» **WORK INSTRUCTIONS**
Write every line of the material out exactly as shown.

····················

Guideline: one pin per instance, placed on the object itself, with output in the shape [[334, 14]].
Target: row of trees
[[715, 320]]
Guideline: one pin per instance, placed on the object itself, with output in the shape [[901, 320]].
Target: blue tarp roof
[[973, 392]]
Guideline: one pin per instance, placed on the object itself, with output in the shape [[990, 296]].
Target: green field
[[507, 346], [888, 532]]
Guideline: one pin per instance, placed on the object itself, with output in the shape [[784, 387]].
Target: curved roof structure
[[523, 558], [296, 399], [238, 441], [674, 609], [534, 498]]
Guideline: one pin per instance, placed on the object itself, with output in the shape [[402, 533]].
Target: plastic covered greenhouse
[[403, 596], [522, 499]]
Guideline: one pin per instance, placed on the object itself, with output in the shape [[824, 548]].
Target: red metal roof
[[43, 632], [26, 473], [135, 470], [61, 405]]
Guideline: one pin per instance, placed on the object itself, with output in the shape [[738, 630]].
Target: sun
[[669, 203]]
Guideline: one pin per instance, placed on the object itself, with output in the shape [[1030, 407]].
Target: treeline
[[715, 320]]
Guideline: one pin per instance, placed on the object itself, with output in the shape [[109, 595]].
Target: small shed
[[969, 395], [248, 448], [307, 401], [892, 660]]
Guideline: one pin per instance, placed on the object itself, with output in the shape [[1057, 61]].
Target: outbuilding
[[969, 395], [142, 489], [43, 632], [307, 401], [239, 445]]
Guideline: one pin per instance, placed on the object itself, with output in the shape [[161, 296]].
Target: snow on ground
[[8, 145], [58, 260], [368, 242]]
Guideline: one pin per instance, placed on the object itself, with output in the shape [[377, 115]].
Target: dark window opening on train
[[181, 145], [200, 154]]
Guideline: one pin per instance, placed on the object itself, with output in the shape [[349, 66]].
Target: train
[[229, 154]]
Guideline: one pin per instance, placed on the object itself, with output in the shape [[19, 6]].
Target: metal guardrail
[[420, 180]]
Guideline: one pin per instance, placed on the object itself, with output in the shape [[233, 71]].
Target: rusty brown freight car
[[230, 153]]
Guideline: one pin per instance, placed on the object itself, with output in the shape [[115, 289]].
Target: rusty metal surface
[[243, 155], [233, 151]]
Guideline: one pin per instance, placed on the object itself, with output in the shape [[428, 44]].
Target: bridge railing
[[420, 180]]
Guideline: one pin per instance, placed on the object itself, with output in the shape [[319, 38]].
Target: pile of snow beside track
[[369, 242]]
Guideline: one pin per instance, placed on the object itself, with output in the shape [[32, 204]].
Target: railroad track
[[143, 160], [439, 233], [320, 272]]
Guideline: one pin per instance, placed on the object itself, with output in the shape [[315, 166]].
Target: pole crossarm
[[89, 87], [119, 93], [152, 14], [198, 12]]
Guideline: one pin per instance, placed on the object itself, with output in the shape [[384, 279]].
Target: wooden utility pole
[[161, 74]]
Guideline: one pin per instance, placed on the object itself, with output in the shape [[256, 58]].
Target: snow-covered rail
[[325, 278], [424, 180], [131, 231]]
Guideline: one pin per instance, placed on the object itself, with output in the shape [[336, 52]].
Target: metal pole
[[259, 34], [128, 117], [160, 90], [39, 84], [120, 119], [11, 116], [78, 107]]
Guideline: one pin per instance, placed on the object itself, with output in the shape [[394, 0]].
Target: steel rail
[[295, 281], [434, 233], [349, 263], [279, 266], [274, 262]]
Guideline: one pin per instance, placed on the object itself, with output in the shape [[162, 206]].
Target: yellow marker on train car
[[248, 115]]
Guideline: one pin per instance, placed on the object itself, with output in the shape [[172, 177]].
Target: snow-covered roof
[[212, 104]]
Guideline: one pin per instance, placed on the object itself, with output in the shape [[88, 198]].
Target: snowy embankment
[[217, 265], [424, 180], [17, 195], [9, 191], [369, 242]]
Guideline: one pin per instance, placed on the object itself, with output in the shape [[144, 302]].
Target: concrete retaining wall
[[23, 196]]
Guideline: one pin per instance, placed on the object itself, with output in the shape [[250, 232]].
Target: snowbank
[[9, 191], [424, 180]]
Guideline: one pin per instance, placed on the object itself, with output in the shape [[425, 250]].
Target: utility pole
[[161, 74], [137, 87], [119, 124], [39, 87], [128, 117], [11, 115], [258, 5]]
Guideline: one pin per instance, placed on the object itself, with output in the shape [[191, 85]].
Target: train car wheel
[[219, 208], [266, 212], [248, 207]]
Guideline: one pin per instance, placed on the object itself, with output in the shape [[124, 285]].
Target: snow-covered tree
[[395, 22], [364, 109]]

····················

» **OUTPUT BELOW**
Guideline: one pin per instance, placed on the object itself, with output in the shape [[334, 14]].
Target: row of trees
[[715, 320]]
Guideline: one pin per instance, placed on the object itself, with output in the shape [[901, 320]].
Target: blue tarp roof
[[973, 392]]
Guideline: one pin per instance, placed on the object itself, with output in the shape [[990, 296]].
Target: green field
[[507, 346], [888, 532]]
Guideline: one pin per instance, placed on the object itself, with output in the shape [[784, 387]].
Target: curved roof structure
[[523, 558], [296, 399], [238, 441], [674, 609], [534, 498]]
Guideline: one pin per instance, placed on the object itself, with output in the shape [[402, 533]].
Target: plastic covered greenhouse
[[403, 596], [522, 499]]
Guideline: one pin per instance, placed on the object itself, with output in the shape [[824, 548]].
Target: red metal roof
[[43, 632], [26, 473], [135, 470], [61, 405]]
Guideline: one pin per instance, placed on the object itself, with output in the shape [[738, 630]].
Target: sun
[[669, 203]]
Guideline: one pin per instance, placed on the object itself, with output in the shape [[1030, 407]].
Target: treeline
[[715, 320]]
Guideline: one pin per instance, placed on the object itself, with output in the shape [[109, 595]].
Target: small shed
[[969, 395], [248, 448], [307, 401], [892, 660]]
Guideline: one pin per instance, placed on the object itself, with output in the shape [[1057, 61]].
Target: outbuilding
[[969, 395], [142, 489], [43, 632], [307, 401], [239, 445]]
Guideline: one pin per instance, placed on the object itself, with output in the shape [[161, 296]].
Target: snow on ground
[[8, 145], [58, 260], [368, 242]]
Guideline: one pin per instance, placed on the object itself, with output in the shape [[377, 115]].
Target: dark window opening on train
[[181, 145], [200, 154]]
Guideline: one pin per instance, placed on the object itself, with output in the shape [[349, 66]].
Target: train
[[229, 154]]
Guideline: one pin per instance, placed on the object itself, with output in the shape [[19, 6]].
Target: metal guardrail
[[420, 180]]
Guideline: one pin per instance, placed on the object itself, with output in the shape [[233, 71]].
Target: rusty brown freight car
[[230, 153]]
Guideline: one pin per instance, placed on the object itself, with output in the shape [[115, 289]].
Target: rusty metal surface
[[243, 155], [233, 151]]
Guideline: one pin per instance, placed on the object itself, with output in the shape [[428, 44]].
Target: bridge railing
[[420, 180]]
Guideline: one pin per instance, placed on the object itself, with output in the shape [[319, 38]].
Target: pile of snow beside track
[[369, 242]]
Guideline: one pin per instance, placed on the object itself, with output in the shape [[32, 204]].
Target: railroad track
[[143, 160], [439, 233], [320, 272]]
Guideline: one pin per instance, placed on the object itself, with output in the shape [[315, 166]].
Target: pole crossarm
[[89, 87], [119, 93], [152, 14], [198, 12]]
Guideline: one pin per instance, placed on the object itself, with output in the shape [[384, 279]].
Target: wooden utility pole
[[161, 74]]
Guideline: one pin per instance, placed on the object itself, with output in the shape [[256, 58]].
Target: snow-covered rail
[[325, 278], [424, 180], [131, 231]]
Guideline: one pin per instance, placed on the object itself, with output in the shape [[336, 52]].
Target: metal pole
[[259, 34], [128, 117], [160, 90], [39, 84], [120, 119], [11, 116], [78, 107]]
Guideline: one pin per instance, placed on the object itself, with output in the shape [[394, 0]].
Target: steel rail
[[295, 281], [434, 233], [349, 263], [279, 266], [274, 262]]
Guideline: one pin per instance, placed on the object itself, with output in the shape [[162, 206]].
Target: yellow marker on train car
[[248, 115]]
Guideline: one pin per instance, placed on the object itself, with output in the shape [[172, 177]].
Target: snow-covered roof
[[212, 104]]
Guideline: one pin per instance, placed on the object itself, with output in the shape [[88, 198]].
Target: snowy embankment
[[217, 265], [424, 180], [17, 195], [9, 191], [369, 242]]
Guideline: one pin per instance, placed on the object itself, with output in the shape [[144, 302]].
Target: concrete retaining wall
[[23, 196]]
Guideline: one pin per instance, placed on the object itself, with output in the shape [[250, 232]].
Target: snowbank
[[9, 191], [424, 180]]
Guideline: one pin per instance, placed on the object itself, with output in the shape [[425, 250]].
Target: utility pole
[[161, 74], [137, 87], [119, 124], [39, 87], [128, 117], [11, 115], [258, 5]]
Guideline: one pin per instance, placed on the object itself, with output in the shape [[191, 85]].
Target: train car wheel
[[219, 208], [266, 212], [248, 207]]
Guideline: one pin per instance, placed on the object itself, with output in the shape [[124, 285]].
Target: snow-covered tree
[[395, 22], [364, 109]]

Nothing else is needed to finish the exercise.